* START *

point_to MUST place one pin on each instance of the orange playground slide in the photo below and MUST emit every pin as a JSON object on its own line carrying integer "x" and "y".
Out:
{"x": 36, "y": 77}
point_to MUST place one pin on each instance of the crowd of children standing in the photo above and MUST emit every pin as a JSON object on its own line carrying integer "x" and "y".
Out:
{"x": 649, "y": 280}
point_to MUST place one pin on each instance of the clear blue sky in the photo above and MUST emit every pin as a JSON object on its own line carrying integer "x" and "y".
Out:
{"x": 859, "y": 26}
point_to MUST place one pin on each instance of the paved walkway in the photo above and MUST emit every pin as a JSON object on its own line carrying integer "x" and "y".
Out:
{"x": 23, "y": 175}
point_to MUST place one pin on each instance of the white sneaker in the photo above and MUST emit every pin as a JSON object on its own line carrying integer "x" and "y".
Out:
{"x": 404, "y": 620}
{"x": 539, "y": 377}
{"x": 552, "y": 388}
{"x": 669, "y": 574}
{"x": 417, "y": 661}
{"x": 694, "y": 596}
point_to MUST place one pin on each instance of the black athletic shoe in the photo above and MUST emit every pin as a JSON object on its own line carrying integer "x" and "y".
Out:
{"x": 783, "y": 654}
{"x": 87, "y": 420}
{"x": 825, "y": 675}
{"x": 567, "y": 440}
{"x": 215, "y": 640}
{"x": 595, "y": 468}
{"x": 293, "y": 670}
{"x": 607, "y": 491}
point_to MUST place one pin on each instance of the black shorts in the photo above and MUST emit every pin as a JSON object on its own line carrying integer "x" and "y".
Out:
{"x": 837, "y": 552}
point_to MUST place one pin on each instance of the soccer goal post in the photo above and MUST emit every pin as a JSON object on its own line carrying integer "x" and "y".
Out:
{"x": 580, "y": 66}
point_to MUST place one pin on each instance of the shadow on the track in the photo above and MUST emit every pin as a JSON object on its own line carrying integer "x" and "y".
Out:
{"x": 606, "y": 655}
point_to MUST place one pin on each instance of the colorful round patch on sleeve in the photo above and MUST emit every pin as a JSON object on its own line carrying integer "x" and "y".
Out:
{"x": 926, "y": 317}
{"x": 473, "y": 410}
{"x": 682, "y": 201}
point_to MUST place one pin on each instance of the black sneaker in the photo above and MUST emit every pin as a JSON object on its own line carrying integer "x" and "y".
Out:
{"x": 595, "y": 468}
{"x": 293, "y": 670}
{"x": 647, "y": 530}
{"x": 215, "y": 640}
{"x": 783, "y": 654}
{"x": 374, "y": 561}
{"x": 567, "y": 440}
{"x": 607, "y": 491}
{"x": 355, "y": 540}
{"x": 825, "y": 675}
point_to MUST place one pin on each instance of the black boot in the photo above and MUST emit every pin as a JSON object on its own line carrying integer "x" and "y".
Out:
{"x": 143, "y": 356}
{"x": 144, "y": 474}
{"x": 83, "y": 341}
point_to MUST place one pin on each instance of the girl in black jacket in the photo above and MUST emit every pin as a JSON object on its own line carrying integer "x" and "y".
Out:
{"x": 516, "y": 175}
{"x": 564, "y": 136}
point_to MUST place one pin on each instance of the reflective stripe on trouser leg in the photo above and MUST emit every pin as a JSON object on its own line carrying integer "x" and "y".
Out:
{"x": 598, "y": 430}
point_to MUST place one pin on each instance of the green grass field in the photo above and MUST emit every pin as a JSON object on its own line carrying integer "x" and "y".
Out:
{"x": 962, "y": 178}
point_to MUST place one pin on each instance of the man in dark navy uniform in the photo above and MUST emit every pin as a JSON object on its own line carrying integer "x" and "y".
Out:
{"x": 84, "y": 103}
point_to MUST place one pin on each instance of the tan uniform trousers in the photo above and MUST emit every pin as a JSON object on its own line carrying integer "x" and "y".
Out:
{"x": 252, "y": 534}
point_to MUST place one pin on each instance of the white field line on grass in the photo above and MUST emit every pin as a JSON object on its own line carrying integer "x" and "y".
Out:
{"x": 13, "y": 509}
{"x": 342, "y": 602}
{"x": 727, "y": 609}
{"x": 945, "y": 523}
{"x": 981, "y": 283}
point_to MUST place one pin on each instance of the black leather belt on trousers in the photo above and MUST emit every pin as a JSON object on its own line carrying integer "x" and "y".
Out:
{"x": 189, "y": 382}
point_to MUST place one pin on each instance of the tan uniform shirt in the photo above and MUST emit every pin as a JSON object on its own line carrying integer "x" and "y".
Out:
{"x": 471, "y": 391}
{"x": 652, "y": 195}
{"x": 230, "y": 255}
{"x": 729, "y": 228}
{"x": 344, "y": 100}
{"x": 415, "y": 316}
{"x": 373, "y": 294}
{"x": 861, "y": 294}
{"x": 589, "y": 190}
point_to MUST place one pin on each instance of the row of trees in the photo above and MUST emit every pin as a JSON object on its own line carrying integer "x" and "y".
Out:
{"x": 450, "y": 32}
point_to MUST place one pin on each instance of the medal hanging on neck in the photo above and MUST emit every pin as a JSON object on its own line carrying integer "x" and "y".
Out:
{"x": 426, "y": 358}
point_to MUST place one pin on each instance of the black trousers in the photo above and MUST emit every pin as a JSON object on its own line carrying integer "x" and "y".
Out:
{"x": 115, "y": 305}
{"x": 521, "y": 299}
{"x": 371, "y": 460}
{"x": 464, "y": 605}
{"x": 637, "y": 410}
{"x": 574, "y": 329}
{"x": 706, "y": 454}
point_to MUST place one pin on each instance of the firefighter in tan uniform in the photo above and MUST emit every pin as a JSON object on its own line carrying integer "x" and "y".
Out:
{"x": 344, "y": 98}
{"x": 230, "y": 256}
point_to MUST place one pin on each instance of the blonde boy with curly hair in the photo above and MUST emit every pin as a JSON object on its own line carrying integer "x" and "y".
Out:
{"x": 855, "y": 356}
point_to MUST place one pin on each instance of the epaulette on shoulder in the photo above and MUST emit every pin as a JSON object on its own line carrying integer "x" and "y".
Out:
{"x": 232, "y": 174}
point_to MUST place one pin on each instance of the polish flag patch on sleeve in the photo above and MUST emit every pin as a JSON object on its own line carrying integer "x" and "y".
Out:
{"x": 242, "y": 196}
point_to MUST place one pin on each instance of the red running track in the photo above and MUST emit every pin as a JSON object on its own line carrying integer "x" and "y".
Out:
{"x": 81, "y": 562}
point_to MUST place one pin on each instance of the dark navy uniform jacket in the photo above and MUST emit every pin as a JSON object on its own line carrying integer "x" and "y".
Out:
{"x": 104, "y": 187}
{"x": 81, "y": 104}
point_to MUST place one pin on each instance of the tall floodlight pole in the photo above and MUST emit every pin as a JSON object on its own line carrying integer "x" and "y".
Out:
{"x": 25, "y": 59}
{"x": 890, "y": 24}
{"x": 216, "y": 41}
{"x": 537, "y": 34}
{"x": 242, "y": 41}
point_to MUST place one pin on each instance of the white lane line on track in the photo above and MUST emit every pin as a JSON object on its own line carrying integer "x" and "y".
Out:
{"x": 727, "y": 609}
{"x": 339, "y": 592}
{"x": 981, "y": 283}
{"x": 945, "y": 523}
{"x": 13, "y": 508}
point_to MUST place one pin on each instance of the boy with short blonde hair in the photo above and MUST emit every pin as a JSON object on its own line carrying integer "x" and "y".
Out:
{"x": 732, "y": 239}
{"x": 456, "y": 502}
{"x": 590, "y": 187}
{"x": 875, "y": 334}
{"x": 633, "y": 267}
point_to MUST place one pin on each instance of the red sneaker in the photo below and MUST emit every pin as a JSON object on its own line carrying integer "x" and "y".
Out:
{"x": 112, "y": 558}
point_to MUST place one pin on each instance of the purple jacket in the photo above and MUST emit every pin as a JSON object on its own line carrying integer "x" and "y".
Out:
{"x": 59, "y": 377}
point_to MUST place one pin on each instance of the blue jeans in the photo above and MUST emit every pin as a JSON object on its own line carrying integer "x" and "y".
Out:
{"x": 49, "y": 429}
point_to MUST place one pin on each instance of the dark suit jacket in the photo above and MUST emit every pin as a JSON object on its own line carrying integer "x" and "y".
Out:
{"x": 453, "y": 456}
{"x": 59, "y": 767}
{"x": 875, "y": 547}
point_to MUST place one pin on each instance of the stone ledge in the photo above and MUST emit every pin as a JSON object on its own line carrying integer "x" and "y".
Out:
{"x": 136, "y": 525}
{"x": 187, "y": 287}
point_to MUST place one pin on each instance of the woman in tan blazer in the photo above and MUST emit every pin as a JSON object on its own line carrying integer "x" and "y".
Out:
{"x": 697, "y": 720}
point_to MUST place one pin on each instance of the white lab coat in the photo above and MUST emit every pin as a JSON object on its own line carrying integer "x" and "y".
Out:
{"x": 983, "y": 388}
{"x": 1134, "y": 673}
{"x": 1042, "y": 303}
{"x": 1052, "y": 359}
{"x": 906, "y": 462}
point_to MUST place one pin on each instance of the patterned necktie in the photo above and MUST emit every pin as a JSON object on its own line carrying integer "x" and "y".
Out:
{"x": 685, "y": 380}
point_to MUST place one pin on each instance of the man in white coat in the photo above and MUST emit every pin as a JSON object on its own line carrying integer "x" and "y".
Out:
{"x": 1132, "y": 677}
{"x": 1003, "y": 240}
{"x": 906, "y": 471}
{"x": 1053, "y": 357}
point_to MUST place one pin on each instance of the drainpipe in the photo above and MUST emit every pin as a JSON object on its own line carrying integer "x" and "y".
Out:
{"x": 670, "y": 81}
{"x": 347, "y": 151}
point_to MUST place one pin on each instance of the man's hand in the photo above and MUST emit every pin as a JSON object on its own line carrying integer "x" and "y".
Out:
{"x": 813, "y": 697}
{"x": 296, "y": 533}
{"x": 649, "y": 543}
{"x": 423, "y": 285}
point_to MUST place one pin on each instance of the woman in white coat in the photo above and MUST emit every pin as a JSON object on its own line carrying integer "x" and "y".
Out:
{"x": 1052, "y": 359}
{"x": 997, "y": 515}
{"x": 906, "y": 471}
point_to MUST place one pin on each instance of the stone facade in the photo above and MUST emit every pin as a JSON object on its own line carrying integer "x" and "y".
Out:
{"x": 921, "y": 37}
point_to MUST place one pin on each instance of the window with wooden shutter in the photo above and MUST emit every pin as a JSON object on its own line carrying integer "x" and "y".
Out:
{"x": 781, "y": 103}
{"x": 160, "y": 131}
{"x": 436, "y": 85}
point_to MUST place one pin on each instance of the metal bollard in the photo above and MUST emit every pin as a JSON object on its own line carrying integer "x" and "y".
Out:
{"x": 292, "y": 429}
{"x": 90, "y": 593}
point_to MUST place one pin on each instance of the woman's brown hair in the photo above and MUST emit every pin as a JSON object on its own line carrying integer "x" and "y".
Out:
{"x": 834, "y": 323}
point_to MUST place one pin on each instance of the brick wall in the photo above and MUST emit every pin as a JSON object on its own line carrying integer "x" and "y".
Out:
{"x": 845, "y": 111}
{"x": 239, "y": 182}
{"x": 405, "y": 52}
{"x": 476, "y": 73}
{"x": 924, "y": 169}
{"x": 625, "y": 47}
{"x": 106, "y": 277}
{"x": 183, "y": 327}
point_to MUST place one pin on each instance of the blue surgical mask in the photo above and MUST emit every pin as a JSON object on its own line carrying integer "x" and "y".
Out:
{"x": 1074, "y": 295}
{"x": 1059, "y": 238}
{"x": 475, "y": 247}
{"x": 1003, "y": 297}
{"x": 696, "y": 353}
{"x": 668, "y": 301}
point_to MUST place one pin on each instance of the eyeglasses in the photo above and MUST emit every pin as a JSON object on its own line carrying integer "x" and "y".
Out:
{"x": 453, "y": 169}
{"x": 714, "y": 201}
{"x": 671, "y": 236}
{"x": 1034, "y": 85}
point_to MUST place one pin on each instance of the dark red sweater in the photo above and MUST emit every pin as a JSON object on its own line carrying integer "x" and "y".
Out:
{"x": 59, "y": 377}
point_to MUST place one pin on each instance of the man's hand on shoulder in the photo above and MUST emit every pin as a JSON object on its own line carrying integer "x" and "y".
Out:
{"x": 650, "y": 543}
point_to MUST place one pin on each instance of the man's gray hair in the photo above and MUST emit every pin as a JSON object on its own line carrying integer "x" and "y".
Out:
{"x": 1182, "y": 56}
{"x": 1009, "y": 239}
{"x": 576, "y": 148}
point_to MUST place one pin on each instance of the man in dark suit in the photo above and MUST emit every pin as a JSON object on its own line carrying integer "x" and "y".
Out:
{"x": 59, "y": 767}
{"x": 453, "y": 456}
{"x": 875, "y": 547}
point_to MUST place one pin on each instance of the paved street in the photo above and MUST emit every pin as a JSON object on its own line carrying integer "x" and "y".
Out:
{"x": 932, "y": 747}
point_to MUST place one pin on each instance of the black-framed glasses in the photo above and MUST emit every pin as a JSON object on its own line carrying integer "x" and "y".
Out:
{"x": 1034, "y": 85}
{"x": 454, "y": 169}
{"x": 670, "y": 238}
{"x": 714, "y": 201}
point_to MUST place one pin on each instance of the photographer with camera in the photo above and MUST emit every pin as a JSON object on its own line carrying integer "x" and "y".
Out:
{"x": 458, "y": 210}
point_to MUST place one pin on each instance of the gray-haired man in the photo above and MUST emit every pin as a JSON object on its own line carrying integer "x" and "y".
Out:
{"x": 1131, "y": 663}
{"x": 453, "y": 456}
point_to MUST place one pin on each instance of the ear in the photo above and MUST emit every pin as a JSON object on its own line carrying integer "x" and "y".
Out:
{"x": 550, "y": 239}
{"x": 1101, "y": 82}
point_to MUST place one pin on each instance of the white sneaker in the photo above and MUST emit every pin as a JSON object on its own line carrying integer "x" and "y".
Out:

* END *

◆ What to produce ◆
Output an exact copy of the lines beginning at the one that holds "point_to MUST place one pin on each instance of the photographer" and running through the final line of the records.

◆ Response to this exercise ◆
point_to MUST place one pin on each instance of the photographer with camera in the photo above and MUST emit every pin as a JSON object on its own line carrying integer "x" and "y".
Out:
{"x": 458, "y": 210}
point_to MUST place one pin on each instance of the gray-haired man in the photo above and MUST emit every pin as a JSON object on its own line carrying integer "x" and "y".
Out:
{"x": 1131, "y": 663}
{"x": 453, "y": 456}
point_to MUST place one pin on each instance of the ear in the photo above and MUST emit every pin as a JSON object on its own line carrying integer "x" and "y".
Out:
{"x": 550, "y": 239}
{"x": 1101, "y": 82}
point_to MUST place one pin on each instance of the white sneaker in the photo above and MUST emit every pin as a JSON object on its own line carrying integer "x" and "y".
Out:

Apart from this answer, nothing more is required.